[What you should do] Write out again everything from the line containing "Game engine object recognition — detect hen's neck" down to the last line, with 74 added to every box coordinate and all other lines left as they are.

** START OF Supplied records **

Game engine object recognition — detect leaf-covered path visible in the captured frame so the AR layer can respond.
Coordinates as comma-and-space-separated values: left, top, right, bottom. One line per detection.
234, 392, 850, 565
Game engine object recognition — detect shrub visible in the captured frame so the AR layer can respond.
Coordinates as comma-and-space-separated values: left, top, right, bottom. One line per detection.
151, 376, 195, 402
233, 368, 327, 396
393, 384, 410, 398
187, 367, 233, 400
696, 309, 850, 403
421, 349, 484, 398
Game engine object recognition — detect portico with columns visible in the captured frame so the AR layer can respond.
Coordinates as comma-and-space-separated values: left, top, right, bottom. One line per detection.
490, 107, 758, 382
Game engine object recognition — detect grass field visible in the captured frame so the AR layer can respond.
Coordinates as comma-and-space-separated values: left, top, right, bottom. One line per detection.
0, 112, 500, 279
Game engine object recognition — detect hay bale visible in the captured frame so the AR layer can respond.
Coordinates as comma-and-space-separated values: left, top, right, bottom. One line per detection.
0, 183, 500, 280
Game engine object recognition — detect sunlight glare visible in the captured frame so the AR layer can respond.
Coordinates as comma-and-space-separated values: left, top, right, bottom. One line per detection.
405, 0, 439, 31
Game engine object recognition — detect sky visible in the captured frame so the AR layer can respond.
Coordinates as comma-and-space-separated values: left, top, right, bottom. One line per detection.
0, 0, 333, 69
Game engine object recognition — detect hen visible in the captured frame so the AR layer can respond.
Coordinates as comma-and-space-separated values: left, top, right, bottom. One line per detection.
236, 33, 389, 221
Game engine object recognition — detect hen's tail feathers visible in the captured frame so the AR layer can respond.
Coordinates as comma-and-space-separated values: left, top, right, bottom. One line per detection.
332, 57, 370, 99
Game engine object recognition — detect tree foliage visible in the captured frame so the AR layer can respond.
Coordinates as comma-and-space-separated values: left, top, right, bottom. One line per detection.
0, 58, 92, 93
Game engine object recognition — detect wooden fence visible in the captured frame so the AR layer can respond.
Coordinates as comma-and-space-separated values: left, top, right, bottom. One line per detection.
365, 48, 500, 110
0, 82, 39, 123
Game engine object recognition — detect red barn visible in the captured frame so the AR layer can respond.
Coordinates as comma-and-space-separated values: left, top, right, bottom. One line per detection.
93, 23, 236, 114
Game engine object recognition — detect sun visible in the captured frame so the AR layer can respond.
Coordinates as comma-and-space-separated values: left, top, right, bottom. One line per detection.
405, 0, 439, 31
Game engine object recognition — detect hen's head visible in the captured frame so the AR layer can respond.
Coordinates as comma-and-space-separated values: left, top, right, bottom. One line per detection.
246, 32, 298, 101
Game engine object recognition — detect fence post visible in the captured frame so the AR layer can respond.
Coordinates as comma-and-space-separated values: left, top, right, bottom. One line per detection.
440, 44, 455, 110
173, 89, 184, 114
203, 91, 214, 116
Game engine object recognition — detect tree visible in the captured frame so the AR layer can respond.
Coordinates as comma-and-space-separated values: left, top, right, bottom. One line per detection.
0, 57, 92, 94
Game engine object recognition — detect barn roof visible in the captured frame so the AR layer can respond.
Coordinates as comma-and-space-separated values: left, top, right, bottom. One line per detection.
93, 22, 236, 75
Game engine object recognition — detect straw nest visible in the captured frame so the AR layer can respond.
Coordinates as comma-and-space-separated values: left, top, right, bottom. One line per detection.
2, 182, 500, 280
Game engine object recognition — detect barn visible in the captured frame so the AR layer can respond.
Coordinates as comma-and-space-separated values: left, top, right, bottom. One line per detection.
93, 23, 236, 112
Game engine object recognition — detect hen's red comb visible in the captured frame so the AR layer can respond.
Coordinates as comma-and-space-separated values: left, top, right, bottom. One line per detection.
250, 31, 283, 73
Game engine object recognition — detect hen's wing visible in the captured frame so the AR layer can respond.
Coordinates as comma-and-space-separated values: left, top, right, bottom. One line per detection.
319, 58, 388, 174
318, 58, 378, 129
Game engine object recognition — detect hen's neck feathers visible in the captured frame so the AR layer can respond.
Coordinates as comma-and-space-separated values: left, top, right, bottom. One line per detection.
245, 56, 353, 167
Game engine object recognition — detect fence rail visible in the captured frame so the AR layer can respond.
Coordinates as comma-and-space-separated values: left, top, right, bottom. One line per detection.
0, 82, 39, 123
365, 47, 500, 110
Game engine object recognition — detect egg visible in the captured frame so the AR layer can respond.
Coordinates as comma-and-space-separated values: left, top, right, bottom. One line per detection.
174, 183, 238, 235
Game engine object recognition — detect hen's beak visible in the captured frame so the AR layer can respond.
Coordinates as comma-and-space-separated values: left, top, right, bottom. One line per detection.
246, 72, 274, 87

** END OF Supplied records **

[Problem solution]
Game engine object recognition — detect hen's neck feathers visible in the captured frame so the AR layer can respond.
Coordinates as comma-and-space-separated values: left, top, right, bottom. One line per detection.
319, 130, 427, 241
Game engine object recognition — detect fence rail visible in the captured frame so the AR layer can respond.
Coordinates as comma-and-space-separated values: left, top, right, bottom. One line per detection.
74, 156, 113, 197
439, 121, 574, 184
Game engine object recognition — detect egg visible in the captured frame so the AR layer can respond.
Coordinates as comma-and-space-separated values: left, top, right, bottom. One line per detection.
248, 257, 312, 309
Game engine object recognition — detect hen's beak visible in the captured frame so the AR layer can respond.
Coordinates as comma-and-space-separated values: left, top, right, bottom. One line per detection.
320, 146, 348, 161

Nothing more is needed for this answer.